* Document segment:
|---|

These are two very powerful words that have become so important to me. How many times have we heard the phrase: “Just trust me! Believe me!” To me, that has become a whole lot of bull crap. For years, this led me to believe a fallacy that eventually became a way of living. The lies and dishonesty were so entangled that I could not differentiate the truth from reality. I was so blinded, and to be brutally honest, I did not want to see what was happening right in front of me. I had heard the expression, beware of the red flags, but for so long, I ignored it.
Nearly seven years ago, I embarked on a journey that required me to be brutally honest. However, it was not just being honest with myself but with the people around me. It was part of my recovery as well as my healing process. Ironically, as much as I wanted to be honest and tell the truth, I was gaslit, and my truth was distorted to benefit the other person’s position. It took me years to understand that tactic and finally own up and realize that I had allowed my integrity to be questioned and tarnished.
But you see, once you start living in a different alignment and are being true to yourself, you begin picking up on those red flags. There is the instinct or intuition that something just does not add up.
What is worse is that we are living in such a vulnerable moment, and we buy into everything that people say without checking the source or credibility of those people. Their charm and manipulation draw us to question our instincts.
Sadly, this is something that I was privy to for nearly half my life. Those who knew me knew that I had been manipulated and obliged to comply. It was such that I also found myself protecting and defending those lies. When it was time to come clean and make amends with those that had been victims of the deceit, I encountered such compassion and understanding.
I will never forget, nearly three years ago, during one of my most challenging moments, the phrase that made me have a shift in mindset was: “I know the whole truth!”. Hearing from who it was coming from and within the context, I just replied humbly, “ I own my truth, and I hope that you can as well!” I think after that moment, the relationship with this magnificent, beautiful, intelligent person changed. I had nothing to hide. As I was getting stories to justify their end, I just repeated,” I own my truth!”
I don’t know if it is a woman or mother’s intuition, but there is something that we just perceive. I have always tried to explain the importance of the truth to my kids. But, to be honest, even if the truth hurts, it is better to know it than live a lie.
There is something that I realized going into AA that has allowed me to live this journey in congruence, and that is the truth. But what has not been easy has been being honest with myself; it was facing the demons and certain beliefs that had accumulated over the years. However, this is something that I have chosen to do. I will not stand nor tolerate lies. Nor be drawn into that whirlwind of trickery.
I must admit that it has taken me a few blows along the way to be tuned into my radar; along with distancing myself or cutting myself off from those people. I find it is too toxic. And I find it pathetic that they must tell such lies because they fear what others will say if they know the truth. However, we live in a society where power, money and ignorance dictate what is displayed. And others fear facing or revealing the truth.
They don’t understand that the truth comes out sooner or later. It is up to us how we process that information and what we want to do with it.
Please be true to yourself so that you can be faithful to others. Ultimately, it is your integrity that separates you from the charlatans!

|---|

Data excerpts
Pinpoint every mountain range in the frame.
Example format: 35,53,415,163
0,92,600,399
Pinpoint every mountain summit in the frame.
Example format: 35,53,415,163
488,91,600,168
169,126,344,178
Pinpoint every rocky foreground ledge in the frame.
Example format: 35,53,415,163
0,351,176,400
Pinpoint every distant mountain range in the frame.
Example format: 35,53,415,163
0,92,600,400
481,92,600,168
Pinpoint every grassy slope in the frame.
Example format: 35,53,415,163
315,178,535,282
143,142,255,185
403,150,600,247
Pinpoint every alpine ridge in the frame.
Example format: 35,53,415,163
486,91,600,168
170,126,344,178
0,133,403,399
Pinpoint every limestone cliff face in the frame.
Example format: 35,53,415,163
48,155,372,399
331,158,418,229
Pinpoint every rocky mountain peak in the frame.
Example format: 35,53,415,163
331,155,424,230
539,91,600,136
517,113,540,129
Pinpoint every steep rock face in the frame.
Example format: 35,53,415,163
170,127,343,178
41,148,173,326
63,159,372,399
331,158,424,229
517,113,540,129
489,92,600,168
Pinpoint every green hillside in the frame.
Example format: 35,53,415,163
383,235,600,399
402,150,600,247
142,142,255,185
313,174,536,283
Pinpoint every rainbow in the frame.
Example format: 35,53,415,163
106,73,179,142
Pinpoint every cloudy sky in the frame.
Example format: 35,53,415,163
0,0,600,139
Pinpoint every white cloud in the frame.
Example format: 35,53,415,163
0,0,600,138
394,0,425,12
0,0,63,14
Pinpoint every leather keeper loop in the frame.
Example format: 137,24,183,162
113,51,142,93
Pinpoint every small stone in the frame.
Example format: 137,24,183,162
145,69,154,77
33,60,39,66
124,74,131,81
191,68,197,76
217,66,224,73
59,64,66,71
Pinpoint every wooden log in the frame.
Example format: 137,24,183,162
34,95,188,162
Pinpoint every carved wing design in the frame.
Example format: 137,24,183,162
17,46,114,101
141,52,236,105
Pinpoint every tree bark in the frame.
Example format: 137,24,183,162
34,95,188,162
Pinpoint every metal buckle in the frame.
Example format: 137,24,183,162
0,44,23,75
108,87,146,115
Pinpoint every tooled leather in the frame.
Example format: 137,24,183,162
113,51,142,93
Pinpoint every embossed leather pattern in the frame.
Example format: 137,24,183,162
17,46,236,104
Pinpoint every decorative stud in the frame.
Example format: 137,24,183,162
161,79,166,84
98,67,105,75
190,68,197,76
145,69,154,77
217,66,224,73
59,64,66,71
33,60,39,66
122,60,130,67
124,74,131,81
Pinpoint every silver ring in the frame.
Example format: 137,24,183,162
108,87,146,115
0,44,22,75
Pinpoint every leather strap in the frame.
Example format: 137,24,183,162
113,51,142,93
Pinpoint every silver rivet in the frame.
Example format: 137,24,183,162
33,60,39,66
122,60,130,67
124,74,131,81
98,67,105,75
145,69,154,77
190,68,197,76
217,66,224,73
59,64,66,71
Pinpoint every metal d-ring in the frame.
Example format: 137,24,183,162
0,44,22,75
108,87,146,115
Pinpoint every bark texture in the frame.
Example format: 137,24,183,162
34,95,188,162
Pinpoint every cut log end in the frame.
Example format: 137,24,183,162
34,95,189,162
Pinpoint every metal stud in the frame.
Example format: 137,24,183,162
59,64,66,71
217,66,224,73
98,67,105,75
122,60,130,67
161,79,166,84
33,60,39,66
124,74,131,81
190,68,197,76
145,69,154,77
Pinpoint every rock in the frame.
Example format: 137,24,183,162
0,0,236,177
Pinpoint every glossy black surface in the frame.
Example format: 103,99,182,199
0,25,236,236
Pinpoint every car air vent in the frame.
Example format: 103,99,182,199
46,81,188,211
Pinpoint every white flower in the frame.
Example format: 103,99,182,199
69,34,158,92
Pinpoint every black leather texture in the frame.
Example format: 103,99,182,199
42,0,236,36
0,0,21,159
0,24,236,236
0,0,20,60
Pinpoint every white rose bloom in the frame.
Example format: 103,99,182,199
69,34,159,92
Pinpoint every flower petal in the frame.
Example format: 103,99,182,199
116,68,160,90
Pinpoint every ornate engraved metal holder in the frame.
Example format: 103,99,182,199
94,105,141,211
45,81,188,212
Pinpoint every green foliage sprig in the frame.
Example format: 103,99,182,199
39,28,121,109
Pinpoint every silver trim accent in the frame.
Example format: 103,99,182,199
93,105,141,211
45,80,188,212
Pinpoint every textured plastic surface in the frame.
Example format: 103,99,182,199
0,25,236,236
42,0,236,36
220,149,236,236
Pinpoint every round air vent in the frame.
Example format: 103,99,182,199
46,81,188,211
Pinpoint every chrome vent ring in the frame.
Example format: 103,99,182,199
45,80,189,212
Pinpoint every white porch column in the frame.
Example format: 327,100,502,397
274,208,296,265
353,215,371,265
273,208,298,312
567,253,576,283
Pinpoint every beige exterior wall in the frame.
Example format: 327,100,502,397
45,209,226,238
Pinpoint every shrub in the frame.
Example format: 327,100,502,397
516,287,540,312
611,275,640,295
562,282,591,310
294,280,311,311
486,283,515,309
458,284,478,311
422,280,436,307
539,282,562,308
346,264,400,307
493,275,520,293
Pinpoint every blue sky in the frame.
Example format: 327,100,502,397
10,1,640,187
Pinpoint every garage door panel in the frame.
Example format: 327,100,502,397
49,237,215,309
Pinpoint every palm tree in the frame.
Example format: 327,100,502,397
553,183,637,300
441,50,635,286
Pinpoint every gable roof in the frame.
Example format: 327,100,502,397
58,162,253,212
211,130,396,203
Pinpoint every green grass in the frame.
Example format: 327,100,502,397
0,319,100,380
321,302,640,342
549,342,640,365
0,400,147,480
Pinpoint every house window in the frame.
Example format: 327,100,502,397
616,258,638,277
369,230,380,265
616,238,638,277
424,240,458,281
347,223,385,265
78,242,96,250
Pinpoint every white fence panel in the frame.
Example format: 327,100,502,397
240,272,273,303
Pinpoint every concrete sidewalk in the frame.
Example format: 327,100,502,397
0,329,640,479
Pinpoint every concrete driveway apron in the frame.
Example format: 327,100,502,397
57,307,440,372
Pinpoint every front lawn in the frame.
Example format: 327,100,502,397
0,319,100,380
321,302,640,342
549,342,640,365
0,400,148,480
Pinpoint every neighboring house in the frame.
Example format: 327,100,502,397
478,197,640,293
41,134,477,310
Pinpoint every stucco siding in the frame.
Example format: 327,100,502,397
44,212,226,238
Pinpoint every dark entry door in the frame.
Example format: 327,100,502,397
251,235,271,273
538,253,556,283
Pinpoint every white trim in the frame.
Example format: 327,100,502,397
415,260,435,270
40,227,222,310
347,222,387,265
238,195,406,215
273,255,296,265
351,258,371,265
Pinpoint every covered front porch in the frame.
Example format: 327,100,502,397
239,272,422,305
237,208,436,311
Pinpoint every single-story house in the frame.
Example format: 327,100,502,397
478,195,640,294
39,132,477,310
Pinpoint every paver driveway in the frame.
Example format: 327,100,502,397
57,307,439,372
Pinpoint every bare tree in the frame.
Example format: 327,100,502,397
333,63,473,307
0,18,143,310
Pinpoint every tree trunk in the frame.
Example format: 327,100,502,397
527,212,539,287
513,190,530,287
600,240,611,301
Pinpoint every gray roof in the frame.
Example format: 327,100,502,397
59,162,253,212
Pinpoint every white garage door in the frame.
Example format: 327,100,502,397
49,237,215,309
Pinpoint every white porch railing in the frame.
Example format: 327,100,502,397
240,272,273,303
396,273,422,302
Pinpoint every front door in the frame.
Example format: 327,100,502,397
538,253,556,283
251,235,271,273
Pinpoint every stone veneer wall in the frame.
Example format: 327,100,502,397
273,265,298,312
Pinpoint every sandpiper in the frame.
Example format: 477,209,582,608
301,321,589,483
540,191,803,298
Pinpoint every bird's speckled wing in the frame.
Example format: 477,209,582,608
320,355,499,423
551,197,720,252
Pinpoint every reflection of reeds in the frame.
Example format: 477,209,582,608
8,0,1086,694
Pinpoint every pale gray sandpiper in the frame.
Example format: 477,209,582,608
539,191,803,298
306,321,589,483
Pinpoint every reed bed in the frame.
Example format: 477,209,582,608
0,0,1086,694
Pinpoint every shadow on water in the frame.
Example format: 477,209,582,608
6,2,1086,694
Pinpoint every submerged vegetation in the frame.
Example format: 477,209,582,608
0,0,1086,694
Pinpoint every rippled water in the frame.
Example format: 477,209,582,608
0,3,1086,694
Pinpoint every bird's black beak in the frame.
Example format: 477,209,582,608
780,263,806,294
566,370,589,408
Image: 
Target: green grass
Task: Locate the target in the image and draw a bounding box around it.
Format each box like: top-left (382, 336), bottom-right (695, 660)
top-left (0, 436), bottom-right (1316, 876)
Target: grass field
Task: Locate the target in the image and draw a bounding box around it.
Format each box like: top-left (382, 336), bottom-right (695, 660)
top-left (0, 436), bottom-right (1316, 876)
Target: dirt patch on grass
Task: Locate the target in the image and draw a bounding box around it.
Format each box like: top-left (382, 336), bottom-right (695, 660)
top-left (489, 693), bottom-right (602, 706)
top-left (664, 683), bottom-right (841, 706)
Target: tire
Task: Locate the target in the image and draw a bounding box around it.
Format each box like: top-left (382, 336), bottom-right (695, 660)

|---|

* About this task:
Quote the stretch of the essay on honesty from "Nearly seven years" through "questioned and tarnished.". The data plays no part in this work.

* Output below:
Nearly seven years ago, I embarked on a journey that required me to be brutally honest. However, it was not just being honest with myself but with the people around me. It was part of my recovery as well as my healing process. Ironically, as much as I wanted to be honest and tell the truth, I was gaslit, and my truth was distorted to benefit the other person’s position. It took me years to understand that tactic and finally own up and realize that I had allowed my integrity to be questioned and tarnished.